Please filter the items below down to every line that contains the word "piece", and copy each of those lines in full.

Data:
+===+

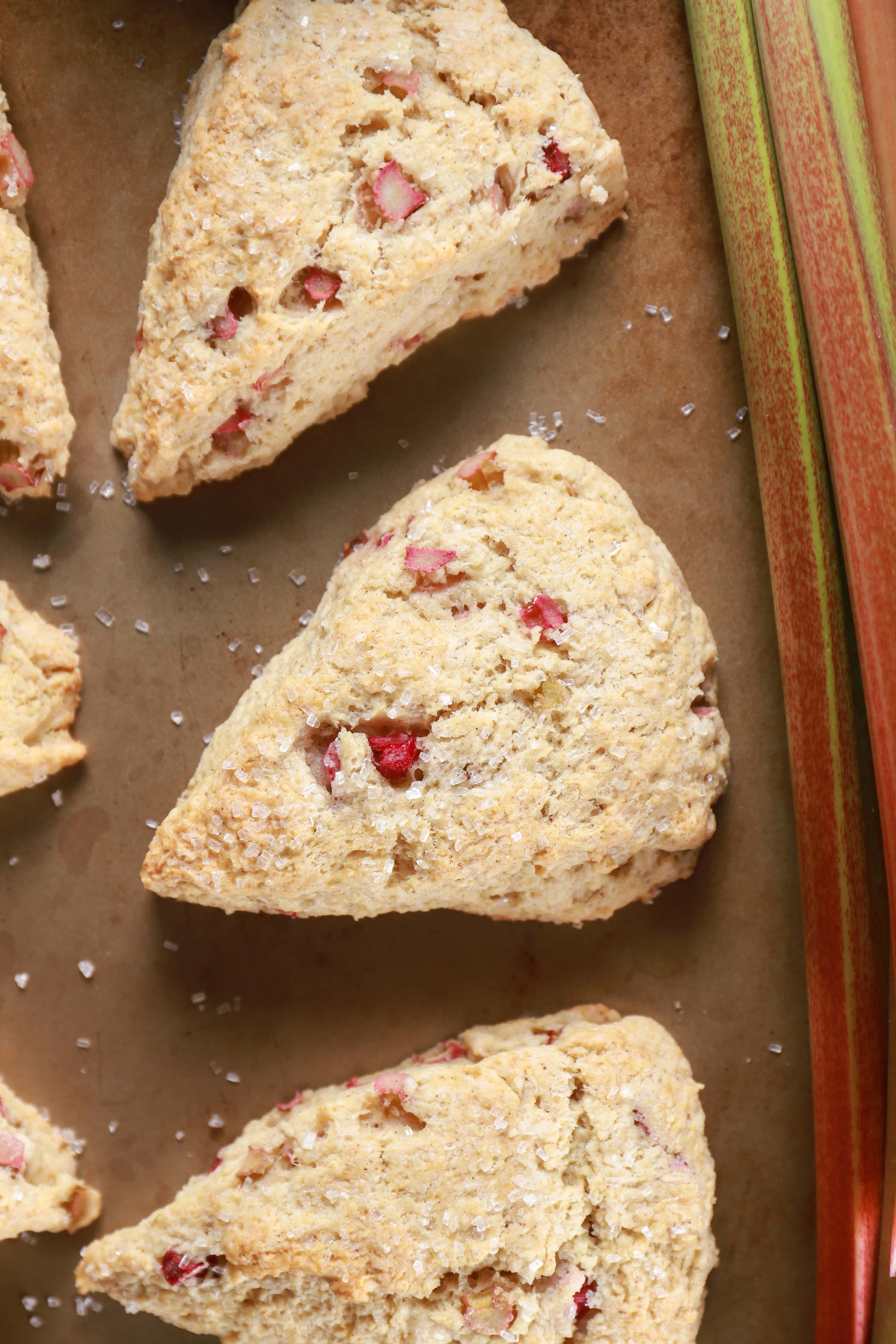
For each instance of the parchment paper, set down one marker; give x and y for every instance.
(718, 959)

+===+

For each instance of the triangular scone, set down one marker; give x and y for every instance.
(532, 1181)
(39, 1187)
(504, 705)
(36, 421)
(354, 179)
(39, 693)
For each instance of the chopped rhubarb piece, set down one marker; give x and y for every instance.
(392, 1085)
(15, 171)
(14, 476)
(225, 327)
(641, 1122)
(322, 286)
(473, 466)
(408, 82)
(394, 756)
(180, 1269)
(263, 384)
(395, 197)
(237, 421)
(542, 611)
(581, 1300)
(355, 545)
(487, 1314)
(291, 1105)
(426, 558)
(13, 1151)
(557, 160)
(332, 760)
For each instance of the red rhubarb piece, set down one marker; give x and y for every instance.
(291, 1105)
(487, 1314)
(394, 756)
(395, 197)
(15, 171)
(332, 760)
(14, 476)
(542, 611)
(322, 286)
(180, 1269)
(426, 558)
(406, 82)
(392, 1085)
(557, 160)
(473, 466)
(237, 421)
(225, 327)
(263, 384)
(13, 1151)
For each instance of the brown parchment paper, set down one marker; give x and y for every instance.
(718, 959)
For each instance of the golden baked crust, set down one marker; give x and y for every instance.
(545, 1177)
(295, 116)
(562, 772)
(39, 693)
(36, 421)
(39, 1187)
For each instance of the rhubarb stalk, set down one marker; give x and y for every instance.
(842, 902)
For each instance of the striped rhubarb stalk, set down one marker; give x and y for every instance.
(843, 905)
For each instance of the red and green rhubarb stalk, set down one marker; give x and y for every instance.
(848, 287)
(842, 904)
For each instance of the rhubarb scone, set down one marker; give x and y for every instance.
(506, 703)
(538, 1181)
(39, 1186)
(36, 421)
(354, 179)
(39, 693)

+===+

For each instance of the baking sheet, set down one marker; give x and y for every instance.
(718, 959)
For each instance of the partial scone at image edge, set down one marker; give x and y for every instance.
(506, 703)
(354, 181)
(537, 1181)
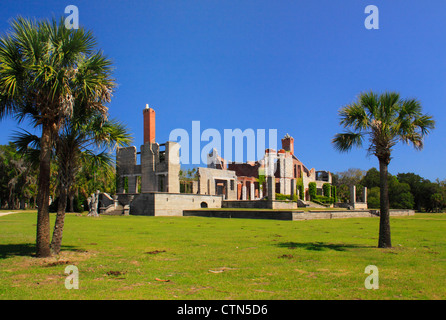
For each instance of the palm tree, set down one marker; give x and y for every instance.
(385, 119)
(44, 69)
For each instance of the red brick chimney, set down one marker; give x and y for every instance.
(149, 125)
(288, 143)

+===+

Full output:
For each instance of the chopped rhubarb piece, set down one marker; give x and y for every instance.
For each instance of the red rhubarb piece, set down one marker; give x and y for every instance.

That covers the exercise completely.